* EXERCISE AIM:
Reproduce the records that follow without alteration, apart from removing the pictures.

Natural-language object grounding data
========

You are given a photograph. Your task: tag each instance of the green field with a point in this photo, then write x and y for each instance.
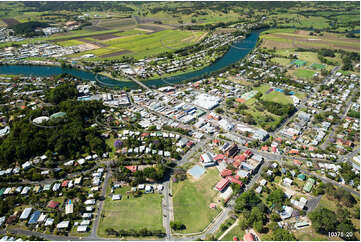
(274, 96)
(304, 74)
(142, 45)
(293, 38)
(236, 231)
(191, 199)
(70, 42)
(133, 213)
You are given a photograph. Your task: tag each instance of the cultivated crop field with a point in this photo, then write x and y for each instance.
(140, 45)
(291, 38)
(191, 199)
(133, 213)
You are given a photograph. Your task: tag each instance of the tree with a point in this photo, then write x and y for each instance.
(276, 197)
(246, 201)
(282, 235)
(324, 220)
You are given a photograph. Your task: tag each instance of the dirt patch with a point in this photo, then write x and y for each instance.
(10, 21)
(105, 37)
(123, 52)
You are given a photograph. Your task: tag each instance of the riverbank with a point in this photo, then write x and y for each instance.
(236, 53)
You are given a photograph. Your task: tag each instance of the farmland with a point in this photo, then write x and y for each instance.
(292, 38)
(140, 45)
(191, 199)
(141, 212)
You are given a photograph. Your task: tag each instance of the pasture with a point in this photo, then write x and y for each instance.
(131, 213)
(139, 45)
(191, 199)
(286, 39)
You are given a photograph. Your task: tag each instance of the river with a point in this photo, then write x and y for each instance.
(238, 51)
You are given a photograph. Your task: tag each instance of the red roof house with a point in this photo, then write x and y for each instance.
(222, 184)
(248, 237)
(234, 180)
(240, 158)
(236, 164)
(226, 172)
(53, 204)
(248, 153)
(219, 157)
(65, 183)
(297, 162)
(132, 168)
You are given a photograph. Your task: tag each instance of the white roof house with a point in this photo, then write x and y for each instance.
(82, 228)
(63, 225)
(116, 197)
(25, 214)
(89, 202)
(49, 222)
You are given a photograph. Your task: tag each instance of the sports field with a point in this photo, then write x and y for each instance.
(191, 199)
(133, 213)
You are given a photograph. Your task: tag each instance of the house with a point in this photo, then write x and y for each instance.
(25, 214)
(148, 188)
(299, 204)
(226, 172)
(207, 159)
(34, 217)
(160, 188)
(116, 197)
(82, 228)
(235, 180)
(63, 225)
(259, 189)
(69, 208)
(232, 151)
(222, 184)
(49, 222)
(263, 182)
(286, 212)
(53, 204)
(287, 182)
(301, 177)
(42, 218)
(249, 237)
(309, 184)
(89, 202)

========

* EXERCISE RESPONSE:
You are given a photograph. Your task: tag each instance of the green field with a point in this photo, then write x and y for each instance.
(274, 96)
(304, 74)
(142, 45)
(293, 38)
(236, 231)
(191, 199)
(70, 42)
(133, 213)
You are given a photograph. Your task: tag each instance of the cultivated crop field with a point in this photo, then write x and y for each instance.
(140, 45)
(291, 38)
(191, 199)
(133, 213)
You are given a photograph. Your task: tag each instance of the tree with a point in this photo, then write x and y for each instance.
(276, 197)
(246, 201)
(282, 235)
(324, 220)
You are given a photograph. Your task: tag each instance of the dirt patch with a point in this photo, then write x and y for each instance.
(10, 21)
(105, 37)
(123, 52)
You are given a photograph. Your task: tag each instance of the riverbank with a point in this photo, then write x and y for each instance.
(236, 53)
You are given a photograph. Your task: tag each instance of the farmland with a point in this photo, then write x and y for each instance.
(292, 38)
(140, 45)
(191, 199)
(141, 212)
You are given a photograph. Your task: tag each instance of the pasture with a point in this photo, then write x and y for each instance.
(131, 213)
(139, 45)
(191, 199)
(286, 39)
You are given a photograph. Your task: tag each instance of the river with a point in this photo, then write x and y for each instance.
(238, 51)
You are given a photograph. Your task: tag each instance of the red roof house with a point in this photo, then write x and y for each instance.
(222, 184)
(248, 237)
(234, 180)
(240, 158)
(236, 164)
(226, 172)
(53, 204)
(248, 153)
(219, 157)
(65, 183)
(297, 162)
(132, 168)
You are given a photograph. Your task: tag each instance of the white roof house with a point in this photo, then write x and y for each instance.
(82, 228)
(63, 225)
(116, 197)
(25, 214)
(89, 202)
(49, 222)
You are given a photograph. Your task: tag each instance of the sports field with a point in this photo, then write x and y for each instance.
(191, 199)
(133, 213)
You are given a photograph. Your task: tag each instance of the house with a point in this photo, then write x and y for each instance.
(25, 214)
(148, 188)
(299, 204)
(226, 172)
(207, 159)
(34, 217)
(160, 188)
(116, 197)
(82, 228)
(235, 180)
(63, 225)
(259, 189)
(69, 208)
(232, 151)
(222, 184)
(49, 222)
(263, 182)
(286, 212)
(53, 204)
(287, 182)
(301, 177)
(42, 218)
(249, 237)
(309, 184)
(89, 202)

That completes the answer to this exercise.